▶ **EXERCISE PROMPT**
Return the records word for word. Any pictures in them are not part of the copy.
─── LISTED ENTRIES
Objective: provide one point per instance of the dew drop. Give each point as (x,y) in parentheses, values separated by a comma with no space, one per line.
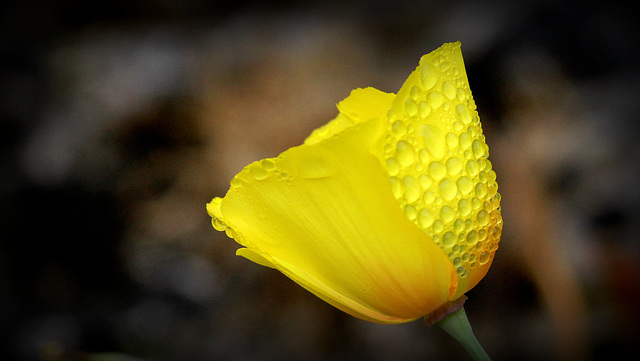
(438,226)
(461,94)
(449,90)
(465,185)
(425,218)
(465,140)
(452,140)
(437,170)
(482,218)
(457,262)
(472,237)
(458,225)
(448,239)
(478,149)
(447,214)
(425,181)
(462,113)
(411,189)
(405,153)
(398,128)
(435,99)
(433,140)
(484,258)
(410,212)
(428,197)
(424,109)
(472,168)
(454,166)
(396,187)
(411,107)
(448,189)
(464,207)
(415,92)
(393,167)
(481,190)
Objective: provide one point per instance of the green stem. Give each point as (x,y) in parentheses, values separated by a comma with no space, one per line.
(457,325)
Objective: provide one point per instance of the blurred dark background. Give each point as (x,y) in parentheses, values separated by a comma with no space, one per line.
(121,119)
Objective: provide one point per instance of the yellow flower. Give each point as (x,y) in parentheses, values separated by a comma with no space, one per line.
(387,212)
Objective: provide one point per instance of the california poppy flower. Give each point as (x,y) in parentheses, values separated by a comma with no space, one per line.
(389,211)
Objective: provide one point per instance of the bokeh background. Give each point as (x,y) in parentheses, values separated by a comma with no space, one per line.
(121,119)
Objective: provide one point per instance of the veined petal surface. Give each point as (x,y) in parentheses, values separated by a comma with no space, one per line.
(324,215)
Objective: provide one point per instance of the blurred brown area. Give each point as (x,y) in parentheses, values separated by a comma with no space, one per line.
(120,120)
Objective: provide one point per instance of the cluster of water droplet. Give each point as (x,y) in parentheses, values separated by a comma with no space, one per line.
(436,159)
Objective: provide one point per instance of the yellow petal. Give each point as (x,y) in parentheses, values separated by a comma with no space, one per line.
(324,215)
(436,161)
(361,105)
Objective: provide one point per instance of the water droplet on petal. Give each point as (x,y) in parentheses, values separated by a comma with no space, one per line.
(449,90)
(405,153)
(424,109)
(415,92)
(484,258)
(435,99)
(472,237)
(425,218)
(454,166)
(447,213)
(452,140)
(465,185)
(433,140)
(462,113)
(464,207)
(437,170)
(398,128)
(393,167)
(472,168)
(411,107)
(448,239)
(448,189)
(410,212)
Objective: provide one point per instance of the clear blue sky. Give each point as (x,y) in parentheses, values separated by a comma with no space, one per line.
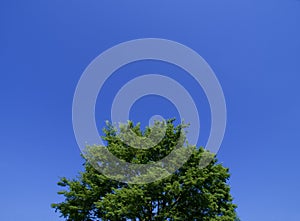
(253,47)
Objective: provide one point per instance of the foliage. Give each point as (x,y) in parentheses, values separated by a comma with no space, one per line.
(191,193)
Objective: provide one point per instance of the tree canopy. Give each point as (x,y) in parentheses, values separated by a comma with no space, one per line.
(190,193)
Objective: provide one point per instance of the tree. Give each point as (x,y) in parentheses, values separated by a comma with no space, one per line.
(190,193)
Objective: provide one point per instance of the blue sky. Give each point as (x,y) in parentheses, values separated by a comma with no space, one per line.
(252,46)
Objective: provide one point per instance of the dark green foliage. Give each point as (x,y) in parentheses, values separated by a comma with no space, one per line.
(191,193)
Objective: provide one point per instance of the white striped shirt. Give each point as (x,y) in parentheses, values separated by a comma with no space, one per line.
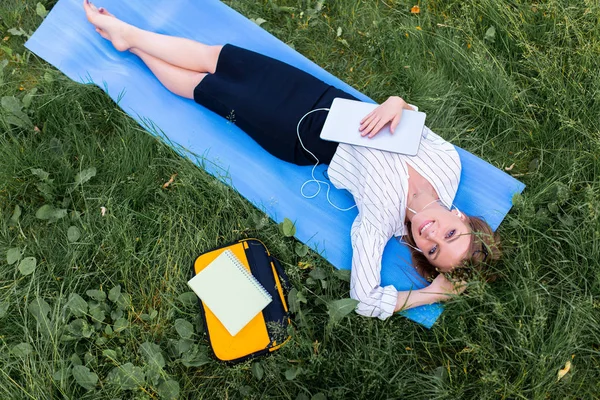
(378,180)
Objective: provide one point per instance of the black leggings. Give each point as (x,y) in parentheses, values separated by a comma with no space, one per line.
(267,98)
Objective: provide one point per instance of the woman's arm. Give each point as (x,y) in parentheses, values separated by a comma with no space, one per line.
(441,289)
(389,111)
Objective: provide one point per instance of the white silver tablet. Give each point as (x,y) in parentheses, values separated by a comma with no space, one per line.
(343,122)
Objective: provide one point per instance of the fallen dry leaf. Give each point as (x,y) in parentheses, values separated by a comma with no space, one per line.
(563,372)
(171,180)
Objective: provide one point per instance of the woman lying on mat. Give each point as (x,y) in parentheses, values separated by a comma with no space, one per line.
(396,195)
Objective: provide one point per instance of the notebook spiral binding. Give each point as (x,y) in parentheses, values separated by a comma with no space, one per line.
(236,261)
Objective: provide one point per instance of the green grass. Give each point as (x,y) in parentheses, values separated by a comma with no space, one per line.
(526,97)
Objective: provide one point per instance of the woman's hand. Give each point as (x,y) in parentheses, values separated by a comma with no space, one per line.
(389,111)
(442,287)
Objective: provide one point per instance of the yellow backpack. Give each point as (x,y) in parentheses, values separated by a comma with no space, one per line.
(269,329)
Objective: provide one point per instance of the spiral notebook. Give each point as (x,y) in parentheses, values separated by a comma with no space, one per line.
(230,291)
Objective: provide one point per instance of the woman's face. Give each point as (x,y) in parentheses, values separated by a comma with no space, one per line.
(443,236)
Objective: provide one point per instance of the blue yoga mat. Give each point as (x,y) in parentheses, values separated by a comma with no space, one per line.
(66,40)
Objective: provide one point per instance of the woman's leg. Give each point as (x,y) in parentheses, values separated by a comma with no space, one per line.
(180,52)
(178,80)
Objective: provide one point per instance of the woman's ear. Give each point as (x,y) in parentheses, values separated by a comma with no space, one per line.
(459,214)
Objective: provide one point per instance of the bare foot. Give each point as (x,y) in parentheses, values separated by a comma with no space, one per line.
(108,26)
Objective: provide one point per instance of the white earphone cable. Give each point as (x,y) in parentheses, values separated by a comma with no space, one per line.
(318,182)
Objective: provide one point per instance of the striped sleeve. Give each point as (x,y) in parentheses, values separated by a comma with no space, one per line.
(368,243)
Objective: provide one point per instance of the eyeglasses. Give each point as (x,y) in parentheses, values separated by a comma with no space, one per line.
(483,250)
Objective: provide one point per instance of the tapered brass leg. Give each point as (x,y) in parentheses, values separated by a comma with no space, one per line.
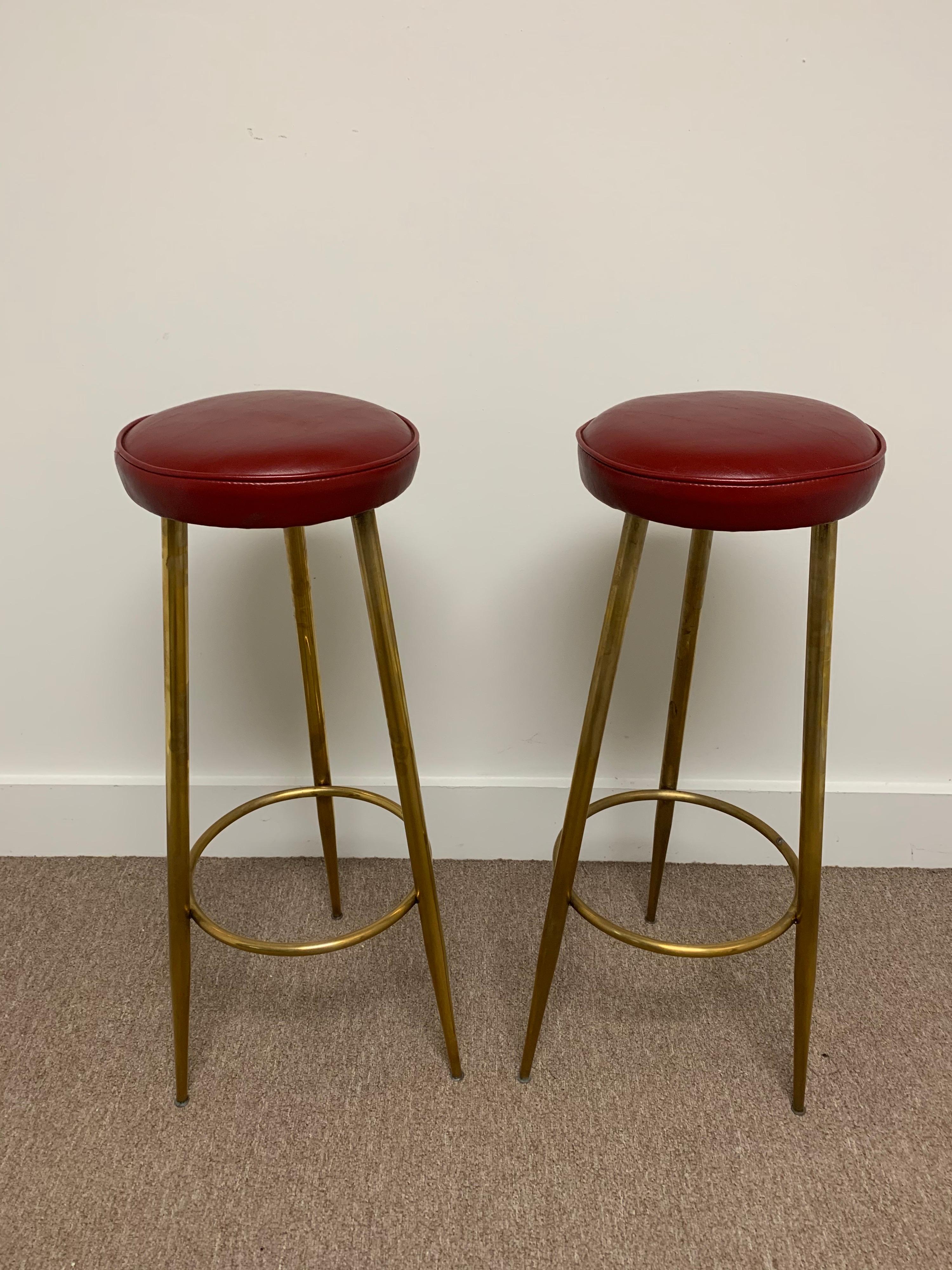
(610,647)
(176,623)
(817,697)
(375,585)
(296,547)
(695,581)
──────
▶ **SOLUTION FOR THIS TASK**
Objective: provide one point per instance of the dew drop. Give each point as (x,y) in parentheses, values separated by a comma with no space, one per line.
(438,226)
(461,94)
(449,90)
(465,185)
(425,218)
(465,140)
(452,140)
(437,170)
(482,218)
(457,262)
(472,237)
(458,225)
(448,239)
(478,149)
(447,214)
(425,181)
(462,113)
(411,189)
(405,153)
(398,128)
(435,99)
(433,140)
(484,258)
(410,212)
(428,197)
(424,109)
(472,168)
(454,166)
(396,187)
(411,107)
(448,189)
(464,207)
(415,92)
(393,167)
(481,190)
Objective: provide one point per instance of the green stem. Give each point as (x,y) in parentheses, values separated by a comma with no space, one per line.
(457,325)
Objective: provide one point per instance of the blurred dark background. Give each point as (x,y) in parentheses, values separated by a comma with no space, one per line.
(121,119)
Objective: provide one point per instance of the yellow flower. Give each point as (x,y) in parentheses, values separated by a comma with no space, one per line.
(387,212)
Objective: provide one point per instance of the california poppy flower. Give each point as (x,y) in parentheses, values separated by a comma with no space, one per line.
(389,211)
Objective: provide one point per instance of the bokeh background. Give each point as (x,y) in parentheses, values separated by a comma with no space, one per line.
(121,119)
Objective: provide one point per instance of the veined petal surface. Give each point as (x,y) in parentheses, values separated by a comma with no space, one per line.
(324,215)
Objective: provide one point per instance of the blurred brown area. Give each point as (x,y) in parentheses, values separated by a comma with no space, one per line.
(120,120)
Objective: provide one point per instance of the cluster of water droplet. Give each point as (x,y) in parentheses, values separated by a comma with no space, one per line.
(436,159)
Objective: provide one point per instance of the yellow petal. Give each point as (x,y) in parentheses, values separated by a comma with no space, one per line.
(324,215)
(436,161)
(361,105)
Objective: provide one point per instance of the water droplet on petal. Give each point as (x,y) in parentheses, values separated by a comma with no space, one per line.
(449,90)
(405,153)
(424,109)
(415,92)
(484,258)
(435,99)
(472,237)
(425,218)
(454,166)
(447,213)
(452,140)
(465,185)
(433,140)
(462,113)
(464,207)
(437,170)
(398,128)
(393,167)
(472,168)
(411,107)
(448,239)
(448,189)
(410,212)
Objective: provide one point per instance of the clear blue sky. Give each point as (x,y) in parentheses, values separated by a comma with no space, one per line.
(253,47)
Objective: provide one point per instance of the foliage. Give each point as (x,y) in parentheses, values separated by a comma with no space, one per line.
(191,193)
Objective: provide one point per instance of the tree canopy. Give each point as (x,y) in parentheses, values separated by a comma with no space, one per line.
(190,193)
Objective: provide one point per instance of the tree. Give each point as (x,y) in parentheses, values separated by a comma with no space, one per line.
(190,193)
Objective: provide one point per instance of the blue sky. Give each point as (x,y) in parentheses, values separated by a comma with no space, one per line.
(252,46)
Objective: provide one point per instance of the dark green foliage. Give each point as (x,y) in parentheses, values separated by a comma with no space, one per line.
(191,193)
Objective: provide one point per instance of the white striped shirt. Give each point as (x,y) in parentheses, values separated by a comma with no space, one per line.
(378,180)
Objective: provide one point per instance of the black leggings. Give each point as (x,y) in parentheses, values separated by a comma with no space, one per line.
(267,98)
Objective: provide one point per instance of the woman's arm. Give each point as (x,y) in parentheses, values separated by a comma with no space, one per line.
(441,289)
(389,111)
Objective: provide one point per instance of the white silver tablet. Give each point as (x,y) in parentheses, values separated by a comma with no space, one per line.
(343,122)
Objective: provide one point per instance of the fallen dry leaf. Give each point as (x,y) in parentheses, values separated by a comma with no space, one per line.
(563,372)
(171,180)
Objective: provide one point per instance of the woman lying on mat. Give each point as (x,y) in parentheses, values separated by a comma with no space, one per line.
(396,195)
Objective: provide one point per instance of the notebook spiral binding. Give each point as (x,y) in parentheses, values separated by a comma with no space, one per line.
(236,261)
Objective: provide one point per instance of the green grass. Give each point as (x,y) in parentheses, values separated by a comma with no space, one per line.
(526,97)
Objective: provide one point per instance of the woman's hand. Give each point as (x,y) in parentheses, values separated by a comma with no space, one per line.
(389,111)
(442,287)
Objective: provide one point per instance of the yellow backpack. Give each point as (x,y) in parentheses, values separated by a comma with no space, one per line.
(269,329)
Objective: provide one point per instance of the spiral notebook. Give each point as (x,y) in parentheses, values separated by a comma with no space, one per line.
(230,291)
Objective: provide one point per instance of the woman's face. Give each point as (x,y) in parentheses, values separated by a comma with no space, one per line.
(443,236)
Objective: provide one point per instance of the blue yoga mat. Give each point as (x,y) in parentheses, values separated by a comma with no space, one per line.
(66,40)
Objective: provide one point per instance of the woman's leg. Give each point as (x,y) in parentheses, values separated by a comma with no space, one per line.
(180,52)
(178,80)
Objective: provide one point per instance of the woman's ear. Give each point as (x,y) in parentheses, values separated by a comma with no space, one per line.
(459,214)
Objective: provide one point per instance of the bare foot. Give each point as (x,y) in parentheses, values separated by a comma with no space, one per line.
(108,26)
Objective: provide one point per instance of the white earphone cable. Give each point as (x,y) in parentheses, values separated by a comma with no space, one per line.
(318,182)
Objective: provide one point per instance of the striped sleeve. Give each point as (x,y) in parentheses, values separated by a comma with no space, one per line.
(368,243)
Objective: provide one point per instance of the eyeglasses. Give each point as (x,y) in parentheses, values separated by a comma with no space, one per line.
(483,250)
Objective: provide one point per instance of the tapered brass leg. Give each point as (x,y) in parentheses, values separated by a comma with no space, one per line.
(610,647)
(176,623)
(817,697)
(375,585)
(296,547)
(695,581)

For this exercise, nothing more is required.